Begin
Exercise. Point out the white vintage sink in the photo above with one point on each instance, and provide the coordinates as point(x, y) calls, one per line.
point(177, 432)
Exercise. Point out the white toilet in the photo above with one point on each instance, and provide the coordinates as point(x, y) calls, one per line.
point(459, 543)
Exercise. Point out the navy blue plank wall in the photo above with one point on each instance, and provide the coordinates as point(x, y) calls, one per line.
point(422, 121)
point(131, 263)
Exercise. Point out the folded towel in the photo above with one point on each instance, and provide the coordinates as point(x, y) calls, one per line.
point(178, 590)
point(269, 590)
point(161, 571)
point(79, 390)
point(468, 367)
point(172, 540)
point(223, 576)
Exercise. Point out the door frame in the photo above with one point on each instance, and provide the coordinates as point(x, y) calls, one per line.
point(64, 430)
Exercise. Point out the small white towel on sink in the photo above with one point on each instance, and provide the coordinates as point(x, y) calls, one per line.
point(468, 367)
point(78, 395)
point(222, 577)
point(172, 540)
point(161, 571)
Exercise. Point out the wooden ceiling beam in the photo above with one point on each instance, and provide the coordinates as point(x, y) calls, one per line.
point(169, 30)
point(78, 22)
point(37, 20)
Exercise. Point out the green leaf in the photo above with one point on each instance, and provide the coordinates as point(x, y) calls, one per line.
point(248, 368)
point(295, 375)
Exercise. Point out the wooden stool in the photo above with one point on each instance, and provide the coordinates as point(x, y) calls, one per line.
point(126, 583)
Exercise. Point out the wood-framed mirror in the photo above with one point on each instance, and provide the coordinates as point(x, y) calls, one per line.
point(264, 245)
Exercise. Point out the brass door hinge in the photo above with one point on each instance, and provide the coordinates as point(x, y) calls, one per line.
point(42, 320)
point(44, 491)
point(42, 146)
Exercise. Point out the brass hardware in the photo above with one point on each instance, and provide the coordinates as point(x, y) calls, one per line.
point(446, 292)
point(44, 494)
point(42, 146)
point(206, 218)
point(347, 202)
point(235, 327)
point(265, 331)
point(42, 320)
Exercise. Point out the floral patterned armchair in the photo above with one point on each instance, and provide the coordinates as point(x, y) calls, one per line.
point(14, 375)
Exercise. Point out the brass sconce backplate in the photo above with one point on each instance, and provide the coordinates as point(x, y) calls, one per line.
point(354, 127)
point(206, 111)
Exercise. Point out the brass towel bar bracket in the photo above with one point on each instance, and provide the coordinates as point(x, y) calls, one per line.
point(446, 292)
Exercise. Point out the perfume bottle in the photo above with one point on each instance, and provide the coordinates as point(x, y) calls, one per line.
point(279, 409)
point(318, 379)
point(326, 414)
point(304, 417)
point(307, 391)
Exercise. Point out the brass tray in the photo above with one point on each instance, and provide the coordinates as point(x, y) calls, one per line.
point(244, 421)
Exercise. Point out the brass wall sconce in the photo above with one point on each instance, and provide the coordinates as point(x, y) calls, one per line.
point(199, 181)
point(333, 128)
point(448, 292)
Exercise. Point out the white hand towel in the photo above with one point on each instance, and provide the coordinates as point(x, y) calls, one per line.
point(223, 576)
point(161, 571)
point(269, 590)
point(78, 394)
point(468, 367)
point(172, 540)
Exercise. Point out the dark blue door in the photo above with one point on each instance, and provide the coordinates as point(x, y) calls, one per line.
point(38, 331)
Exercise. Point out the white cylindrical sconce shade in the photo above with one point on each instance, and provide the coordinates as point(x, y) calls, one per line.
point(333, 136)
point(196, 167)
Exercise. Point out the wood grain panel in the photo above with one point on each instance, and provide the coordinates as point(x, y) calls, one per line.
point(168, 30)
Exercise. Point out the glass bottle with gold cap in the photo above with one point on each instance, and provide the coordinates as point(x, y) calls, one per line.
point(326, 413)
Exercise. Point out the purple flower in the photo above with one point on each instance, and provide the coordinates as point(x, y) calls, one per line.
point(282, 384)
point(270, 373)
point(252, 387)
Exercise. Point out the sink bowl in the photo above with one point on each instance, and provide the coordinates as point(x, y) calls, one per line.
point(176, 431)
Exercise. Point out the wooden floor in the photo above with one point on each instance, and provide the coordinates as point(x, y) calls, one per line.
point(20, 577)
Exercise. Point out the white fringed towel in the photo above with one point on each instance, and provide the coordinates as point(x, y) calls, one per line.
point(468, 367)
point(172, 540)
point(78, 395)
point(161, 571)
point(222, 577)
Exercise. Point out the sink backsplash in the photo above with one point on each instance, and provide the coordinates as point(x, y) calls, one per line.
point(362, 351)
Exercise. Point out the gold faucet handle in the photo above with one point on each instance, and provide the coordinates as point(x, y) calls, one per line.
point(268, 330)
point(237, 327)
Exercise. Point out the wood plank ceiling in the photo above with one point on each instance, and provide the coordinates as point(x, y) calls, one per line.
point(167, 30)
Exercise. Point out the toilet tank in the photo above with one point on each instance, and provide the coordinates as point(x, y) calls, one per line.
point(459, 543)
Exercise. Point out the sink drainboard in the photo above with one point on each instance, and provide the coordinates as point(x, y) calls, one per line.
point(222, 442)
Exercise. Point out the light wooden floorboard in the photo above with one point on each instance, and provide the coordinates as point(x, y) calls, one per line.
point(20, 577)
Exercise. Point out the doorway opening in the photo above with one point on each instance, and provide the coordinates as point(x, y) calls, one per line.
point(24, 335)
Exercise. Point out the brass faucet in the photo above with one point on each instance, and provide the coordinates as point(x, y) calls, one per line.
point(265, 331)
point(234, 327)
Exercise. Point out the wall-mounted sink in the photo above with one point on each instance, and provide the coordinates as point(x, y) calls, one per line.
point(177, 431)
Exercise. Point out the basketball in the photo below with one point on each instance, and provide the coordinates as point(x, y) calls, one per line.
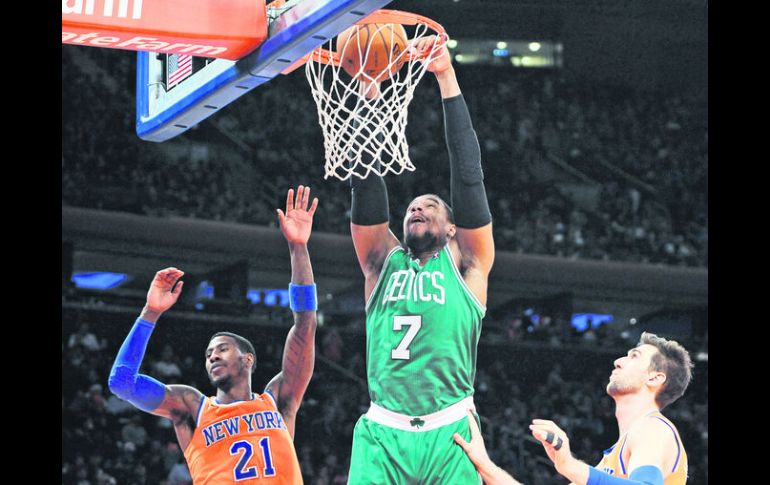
point(374, 45)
End
> Work required
Render the records above as a JSON list of strings, one string per line with blank lines omitted, starting at the line that contains "Exercise. Point out the brass faucet" and running through the end of the records. Leave the pictures out of the list.

> Complete output
[
  "Exercise. Point out the brass faucet in the photo above with one point on each instance, and provide the coordinates as point(x, y) calls, one per line.",
  "point(265, 331)",
  "point(234, 327)",
  "Exercise. Point out the wall-mounted sink in the photo above with one point on each instance, and provide the coordinates as point(x, y) calls, one per line.",
  "point(177, 431)",
  "Exercise. Point out the basketball in the photo below with one point on each instance, and provide the coordinates as point(x, y) calls, one per line.",
  "point(374, 45)"
]